For measuring student’s learning goals, the present work employs Elliot’s (2005) approach of a trichotomous goal structure. This approach includes the mastery (or learning) goal, the performance approach goal, and the performance avoidance goal. We refrain from a further separation of the mastery goal into a mastery approach goal and a mastery avoidance goal as suggested by Elliot and McGregor (2001), because we believe the global mastery goal should negatively predict academic cheating—whether approach or avoidance-oriented—as this global mastery goal should encourage students to truly improve their learning in any case and therefore lead to decreased academic cheating (e.g., Anderman, 2007; Janke et al., 2019; Van Yperen et al., 2011). Regarding the separation of the performance goal into a performance approach goal and a performance avoidance goal, some researchers would likely argue similarly, claiming that a global measurement of the construct is sufficient for the prediction of academic cheating (e.g., Van Yperen et al., 2011). However, in the context of academic cheating, there is first evidence revealing that both performance goals (i.e., the performance approach goal and the performance avoidance goal) differ in the way that the performance avoidance goal is more closely related to academic cheating compared to the performance approach goal. Indeed, the results of Janke et al. (2019) showed that academic cheating (or rather the use of questionable research practices which are defined as strategies that aim to increase the chance to publish at the cost of scientific accuracy) is positively linked to the performance approach goal but negatively linked to the performance avoidance goal (Janke et al., 2019). To test this, on the one side, positive association, and on the other side negative association between both performance goals and academic cheating, we followed the trichotomous goal structure of Elliot (2005).

Additionally, we included the so-called work avoidance goal orientation in our research, which is defined as the motivation to achieve good results with little effort and workload (Daumiller et al., 2019; Elliot, 2005). We included this learning goal in addition to the trichotomous structure because previous research has shown avoidance goal orientation to be highly relevant in predicting students’ academic behavior in various ways. King and McInerney (2014) showed that the work avoidance goal can be associated with several negative outcomes in the academic context, such as lower grades and less engagement. Furthermore, they demonstrated a clear distinction of the work avoidance goal from the mastery as well as the performance goals. Pavlin-Bernardić et al. (2017) examined cheating behavior among students and found a significant positive association between the work avoidance goal and active cheating to increase the own academic outcome.

■ SOURCE EXCERPT

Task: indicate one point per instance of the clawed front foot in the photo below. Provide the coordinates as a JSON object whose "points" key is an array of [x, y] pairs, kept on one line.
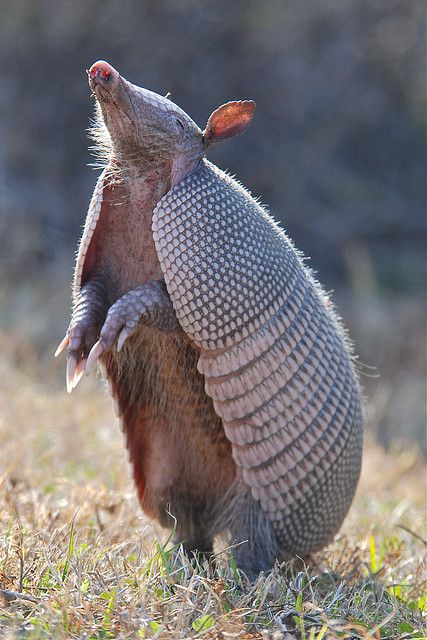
{"points": [[88, 314], [148, 304]]}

■ WHAT YOU HAVE TO DO
In the passage on learning goals and academic cheating, how is the work avoidance goal orientation defined?

■ SOLVED EXERCISE
It is the motivation to achieve good results with little effort and workload.